• _THE TASK_:
Copy every record exactly, and keep the pictures out.

— Start of MATERIAL FOR THIS TASK —

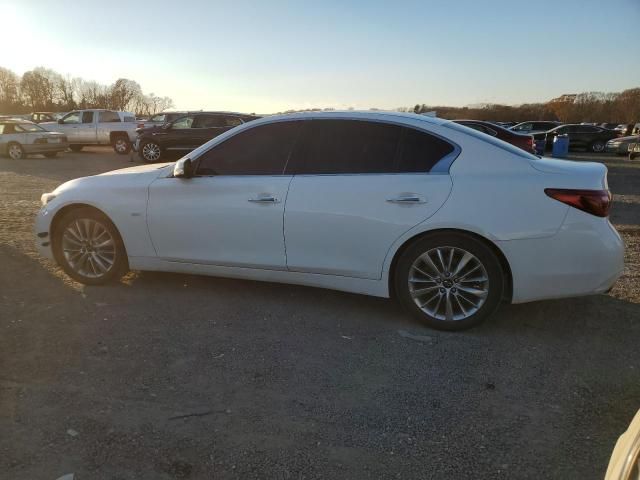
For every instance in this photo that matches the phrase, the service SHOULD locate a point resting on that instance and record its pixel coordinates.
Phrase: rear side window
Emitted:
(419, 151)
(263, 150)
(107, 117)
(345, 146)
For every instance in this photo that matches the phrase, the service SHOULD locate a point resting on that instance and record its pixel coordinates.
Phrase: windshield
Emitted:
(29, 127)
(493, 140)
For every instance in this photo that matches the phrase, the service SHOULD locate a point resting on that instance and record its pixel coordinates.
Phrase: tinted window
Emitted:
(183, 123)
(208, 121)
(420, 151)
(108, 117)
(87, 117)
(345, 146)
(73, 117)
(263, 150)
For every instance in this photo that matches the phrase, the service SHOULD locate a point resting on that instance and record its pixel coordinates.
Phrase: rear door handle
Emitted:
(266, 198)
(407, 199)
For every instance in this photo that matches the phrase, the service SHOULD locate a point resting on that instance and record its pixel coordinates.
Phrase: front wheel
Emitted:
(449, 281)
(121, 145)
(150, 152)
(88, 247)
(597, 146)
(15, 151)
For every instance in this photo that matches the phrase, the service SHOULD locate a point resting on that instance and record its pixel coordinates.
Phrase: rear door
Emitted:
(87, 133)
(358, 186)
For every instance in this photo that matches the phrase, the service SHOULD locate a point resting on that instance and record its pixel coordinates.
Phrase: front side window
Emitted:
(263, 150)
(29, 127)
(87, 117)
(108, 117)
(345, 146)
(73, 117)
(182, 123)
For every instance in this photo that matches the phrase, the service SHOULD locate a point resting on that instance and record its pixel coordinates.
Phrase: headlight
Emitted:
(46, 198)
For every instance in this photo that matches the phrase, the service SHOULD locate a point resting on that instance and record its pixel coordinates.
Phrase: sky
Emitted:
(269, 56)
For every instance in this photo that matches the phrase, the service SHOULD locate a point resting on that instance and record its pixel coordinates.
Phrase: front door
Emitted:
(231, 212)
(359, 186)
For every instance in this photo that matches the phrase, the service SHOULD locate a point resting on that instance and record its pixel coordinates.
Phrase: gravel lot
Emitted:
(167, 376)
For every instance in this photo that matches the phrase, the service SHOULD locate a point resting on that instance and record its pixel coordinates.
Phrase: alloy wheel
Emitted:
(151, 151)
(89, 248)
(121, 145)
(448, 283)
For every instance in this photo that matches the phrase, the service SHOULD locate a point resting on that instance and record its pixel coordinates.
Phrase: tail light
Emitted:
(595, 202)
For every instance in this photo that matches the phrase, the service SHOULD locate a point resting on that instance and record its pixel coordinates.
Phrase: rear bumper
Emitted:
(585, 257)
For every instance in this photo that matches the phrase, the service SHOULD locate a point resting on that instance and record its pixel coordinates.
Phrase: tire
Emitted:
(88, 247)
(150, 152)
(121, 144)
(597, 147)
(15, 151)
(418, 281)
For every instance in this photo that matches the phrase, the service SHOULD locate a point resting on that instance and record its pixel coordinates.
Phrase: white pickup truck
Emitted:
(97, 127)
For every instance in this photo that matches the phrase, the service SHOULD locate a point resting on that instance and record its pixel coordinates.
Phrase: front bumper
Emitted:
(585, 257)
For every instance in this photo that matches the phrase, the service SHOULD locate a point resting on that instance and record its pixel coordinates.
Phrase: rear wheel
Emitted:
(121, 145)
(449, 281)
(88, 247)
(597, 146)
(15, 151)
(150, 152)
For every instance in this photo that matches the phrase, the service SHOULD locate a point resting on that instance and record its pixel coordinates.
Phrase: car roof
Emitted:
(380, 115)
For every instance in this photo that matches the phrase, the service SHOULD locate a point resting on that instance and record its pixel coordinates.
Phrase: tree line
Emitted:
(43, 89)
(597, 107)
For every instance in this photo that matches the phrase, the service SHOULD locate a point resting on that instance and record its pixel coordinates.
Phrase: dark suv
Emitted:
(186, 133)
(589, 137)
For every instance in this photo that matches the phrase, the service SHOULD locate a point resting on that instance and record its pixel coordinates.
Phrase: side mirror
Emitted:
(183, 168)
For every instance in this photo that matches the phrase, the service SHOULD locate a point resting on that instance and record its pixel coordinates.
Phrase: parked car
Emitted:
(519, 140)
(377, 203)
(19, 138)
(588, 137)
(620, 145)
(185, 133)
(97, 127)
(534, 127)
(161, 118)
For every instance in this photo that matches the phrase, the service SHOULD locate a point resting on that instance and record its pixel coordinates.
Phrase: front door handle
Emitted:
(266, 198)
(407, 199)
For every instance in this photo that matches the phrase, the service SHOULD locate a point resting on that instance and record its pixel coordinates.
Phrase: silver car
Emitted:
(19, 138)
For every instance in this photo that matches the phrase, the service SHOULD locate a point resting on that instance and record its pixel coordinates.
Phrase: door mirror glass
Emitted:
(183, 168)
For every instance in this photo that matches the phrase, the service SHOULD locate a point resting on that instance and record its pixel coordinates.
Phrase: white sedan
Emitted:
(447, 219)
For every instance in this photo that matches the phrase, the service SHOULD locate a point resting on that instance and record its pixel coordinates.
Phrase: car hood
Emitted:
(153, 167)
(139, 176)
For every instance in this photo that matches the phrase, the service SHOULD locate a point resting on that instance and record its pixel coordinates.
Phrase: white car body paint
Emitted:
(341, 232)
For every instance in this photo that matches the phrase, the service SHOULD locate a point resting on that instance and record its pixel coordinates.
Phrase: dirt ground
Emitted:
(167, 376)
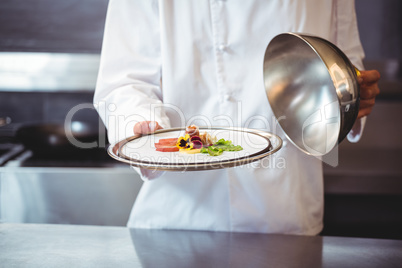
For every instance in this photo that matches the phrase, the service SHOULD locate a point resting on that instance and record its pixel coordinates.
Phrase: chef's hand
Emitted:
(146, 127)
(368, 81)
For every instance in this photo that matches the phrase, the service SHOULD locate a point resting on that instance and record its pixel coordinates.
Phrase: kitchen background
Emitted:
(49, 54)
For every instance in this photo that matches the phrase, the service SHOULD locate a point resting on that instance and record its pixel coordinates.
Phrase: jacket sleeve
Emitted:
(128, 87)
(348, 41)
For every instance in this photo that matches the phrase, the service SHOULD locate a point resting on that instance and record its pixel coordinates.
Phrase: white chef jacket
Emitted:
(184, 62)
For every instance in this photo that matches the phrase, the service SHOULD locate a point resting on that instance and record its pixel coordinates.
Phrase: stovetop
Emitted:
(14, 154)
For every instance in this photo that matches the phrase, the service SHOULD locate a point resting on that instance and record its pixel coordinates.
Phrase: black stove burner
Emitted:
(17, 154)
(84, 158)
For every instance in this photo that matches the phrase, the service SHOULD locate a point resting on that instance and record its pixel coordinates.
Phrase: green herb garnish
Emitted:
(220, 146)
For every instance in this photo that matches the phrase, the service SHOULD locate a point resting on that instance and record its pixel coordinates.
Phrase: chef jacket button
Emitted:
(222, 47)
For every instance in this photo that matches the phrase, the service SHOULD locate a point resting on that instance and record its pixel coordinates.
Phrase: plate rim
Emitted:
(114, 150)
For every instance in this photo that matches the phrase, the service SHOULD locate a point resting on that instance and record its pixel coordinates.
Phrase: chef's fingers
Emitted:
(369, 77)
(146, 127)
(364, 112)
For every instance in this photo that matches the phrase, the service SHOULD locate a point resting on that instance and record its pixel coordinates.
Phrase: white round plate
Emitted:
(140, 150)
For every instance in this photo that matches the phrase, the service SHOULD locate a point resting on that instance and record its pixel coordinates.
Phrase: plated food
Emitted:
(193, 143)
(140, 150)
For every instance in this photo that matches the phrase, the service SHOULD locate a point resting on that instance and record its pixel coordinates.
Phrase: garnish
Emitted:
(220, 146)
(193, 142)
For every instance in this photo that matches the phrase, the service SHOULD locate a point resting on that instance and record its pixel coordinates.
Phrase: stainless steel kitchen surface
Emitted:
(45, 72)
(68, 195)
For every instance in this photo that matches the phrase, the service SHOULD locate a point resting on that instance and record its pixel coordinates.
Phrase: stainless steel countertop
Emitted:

— End of MATERIAL FOR THIS TASK —

• _ANSWER IN FULL_:
For every instance in this photo that matches the phrase, the service SHOULD locate a point resting on that instance and record its pixel coordinates.
Phrase: rear side window
Emitted:
(419, 151)
(263, 150)
(107, 117)
(345, 146)
For every instance in this photo that matches the phrase, the service SHOULD locate a point resting on that instance and record its pixel coordinates.
Phrase: windshield
Emitted:
(29, 127)
(493, 140)
For every instance in this photo that matches the phrase, the service SHOULD locate a point resting on that instance and record its pixel coordinates.
Phrase: tinted window
Emitted:
(183, 123)
(208, 121)
(420, 151)
(108, 117)
(87, 117)
(345, 146)
(73, 117)
(263, 150)
For every instance in this photo that matches the phrase, the service SHOULD locate a point resting on that instance and record its pixel coordinates.
Phrase: rear door handle
Emitted:
(266, 198)
(407, 199)
For every instance in this photo that matches the phrase, the service SHOULD locate a point resting on that instance and record its pixel coordinates.
Phrase: front wheel
Emitted:
(449, 281)
(121, 145)
(150, 152)
(88, 247)
(597, 146)
(15, 151)
For every instance in this photo that matches the phrase, the service SHOULD locate a point resting on that instance and record its pixel coordinates.
Phrase: rear door
Emitted:
(87, 133)
(358, 186)
For every instance in this photo that matches the phrase, the service SHOULD locate a point resting on that instance and record its pixel coordinates.
Phrase: front side window
Emitted:
(263, 150)
(29, 127)
(87, 117)
(108, 117)
(345, 146)
(73, 117)
(182, 123)
For every instance in this photo that matches the phrase, the service SHOULD locate a point resting on that instance and record its pixel coordinates.
Phrase: headlight
Emitted:
(46, 198)
For every instance in this photo that matches the phrase, the service SHOULD locate a point resting on that instance and record its pixel coordinates.
Phrase: sky
Emitted:
(269, 56)
For every instance in this photo that matches the phrase, the service SHOULD locate a point resting on that instance and record its pixel coordinates.
Phrase: front door
Emitted:
(231, 212)
(359, 186)
For every instance in this photo that matches the phrase, the service SHOULD locate a point resting on that instance and record its pixel coordinates.
Phrase: gravel lot
Emitted:
(167, 376)
For every instance in this photo that matches the phrase, the service SHOULD locate a point resting on that instance and record its pixel coordinates.
Phrase: alloy wheel
Emitted:
(151, 151)
(89, 248)
(121, 145)
(448, 283)
For every instance in this photo that matches the phrase, the service SHOULD locate a point resting on that instance and record its pixel coordinates.
Phrase: tail light
Emitted:
(595, 202)
For every instance in this photo that matches the phrase, the service SHOULD locate a point resting on that instance and record its pixel coordinates.
Phrase: rear bumper
Emitted:
(585, 257)
For every instance in this photo that matches the phrase, the service SHOULD locate a point resting on that instance and record its pixel coordinates.
Phrase: tire
Emitted:
(88, 247)
(150, 152)
(121, 144)
(597, 147)
(15, 151)
(418, 281)
For every instance in this photo that matches the phrase, the service SHOULD locate a point resting on that instance and record its pixel coordinates.
Phrase: white pickup truck
Emitted:
(97, 127)
For every instance in this photo that matches the phrase, the service SHOULD locate a point resting on that instance and record its pixel coordinates.
Phrase: front bumper
Emitted:
(585, 257)
For every instance in this photo that matches the phrase, the service SHOULD locate a point resting on that instance and record its pixel coordinates.
Phrase: rear wheel
Emitted:
(121, 145)
(449, 281)
(88, 247)
(597, 146)
(15, 151)
(150, 152)
For every instance in this photo that matches the phrase, the service SHOULD locate a point resting on that instance and record its pixel coordinates.
Phrase: car roof
Emitted:
(380, 115)
For every instance in this photo that matches the phrase, the service SHOULD locate a point resting on that instance and record its pixel coordinates.
Phrase: tree line
Emitted:
(43, 89)
(597, 107)
For every instance in this photo that matches the phrase, the service SHOULD locate a point resting on that instance and record its pixel coordinates.
Phrase: dark suv
Emitted:
(186, 133)
(589, 137)
For every instance in this photo that matches the phrase, the service SHOULD locate a point resting on that instance and record its pixel coordinates.
Phrase: side mirror
Emitted:
(183, 168)
For every instance in this photo that matches the phrase, the service SHOULD locate a point resting on that instance and record its pixel coordinates.
Phrase: parked car
Emitted:
(519, 140)
(377, 203)
(19, 138)
(588, 137)
(620, 145)
(185, 133)
(97, 127)
(534, 127)
(161, 118)
For every instance in this photo that matches the phrase, the service SHOULD locate a point resting on that instance and record its pixel coordinates.
Phrase: front door handle
Emitted:
(266, 198)
(407, 199)
For every instance in this photo that matches the phrase, the service SHOULD locate a point resting on that instance and record its pixel coordinates.
Phrase: silver car
Emitted:
(19, 138)
For every instance in this photo that matches the phrase, the service SHOULD locate a point resting on that instance and record its pixel coordinates.
Phrase: door mirror glass
Emitted:
(183, 168)
For every instance in this photo that matches the phrase, the service SHOULD locate a point resting on that instance and record its pixel coordinates.
Phrase: white sedan
Emitted:
(447, 219)
For every instance in this photo that matches the phrase, the service SHOULD locate a point resting on that instance and record its pixel coordinates.
Phrase: car hood
Emitted:
(153, 167)
(139, 176)
For every instance in this photo that matches the phrase, the service SHOULD locate a point resting on that instance and record its pixel coordinates.
Phrase: white car body paint
Emitted:
(341, 232)
For every instance in this photo that matches the phrase, the service SHOULD locate a point resting on that instance and record its pixel coordinates.
Phrase: dirt ground
Emitted:
(167, 376)
For every instance in this photo that matches the phrase, the service SHOULD locate a point resting on that instance and record its pixel coordinates.
Phrase: chef's hand
Emitted:
(146, 127)
(368, 81)
For every instance in this photo that matches the phrase, the service SHOULD locate a point resting on that instance and record its pixel coordinates.
Phrase: kitchen background
Emitted:
(49, 54)
For every instance in this photo that matches the phrase, the service SHOULD locate a point resting on that instance and record its pixel coordinates.
Phrase: jacket sleeve
Emitted:
(128, 87)
(348, 41)
For every instance in this photo that matches the phrase, the service SHOULD locate a point resting on that instance and record its pixel coordinates.
Phrase: white chef jacket
Emitted:
(184, 62)
For every instance in this photo that matches the phrase, the service SHOULD locate a point resting on that instance and record its pixel coordinates.
Phrase: stovetop
Emitted:
(14, 154)
For every instance in this photo that matches the phrase, the service SHOULD locate a point resting on that instance and record its pixel coordinates.
Phrase: black stove burner
Emitted:
(17, 154)
(84, 158)
For every instance in this photo that matches the phrase, the service SHOULD locate a point resting on that instance and record its pixel coordinates.
Phrase: green herb garnish
Emitted:
(220, 146)
For every instance in this photo that matches the phrase, the service SHOULD locate a point resting on that instance and record its pixel coordinates.
Phrase: chef jacket button
Emitted:
(222, 47)
For every instance in this photo that matches the phrase, the service SHOULD locate a point resting on that instance and record its pixel coordinates.
Phrase: plate rim
Emitted:
(114, 150)
For every instance in this photo that matches the phrase, the service SHOULD locate a point resting on that instance and record its pixel coordinates.
Phrase: chef's fingers
Emitted:
(369, 77)
(146, 127)
(364, 112)
For every instance in this photo that matches the phrase, the service SHOULD locate a point resting on that instance and record its pixel coordinates.
Phrase: white round plate
Emitted:
(140, 150)
For every instance in this photo that matches the phrase, the service SHOULD locate a point resting on that instance and record its pixel coordinates.
Phrase: plated food
Emitted:
(193, 143)
(140, 150)
For every instance in this photo that matches the phrase, the service SHOULD locate a point resting on that instance and record its pixel coordinates.
Phrase: garnish
Emitted:
(220, 146)
(193, 142)
For every instance in this photo that matches the phrase, the service SHOULD locate a point resting on that instance and record its pixel coordinates.
Phrase: stainless steel kitchen surface
Emitted:
(45, 72)
(68, 195)
For every instance in this photo that matches the phrase, the service SHOULD locate a point resting on that instance and record its pixel coordinates.
Phrase: stainless steel countertop
Emitted:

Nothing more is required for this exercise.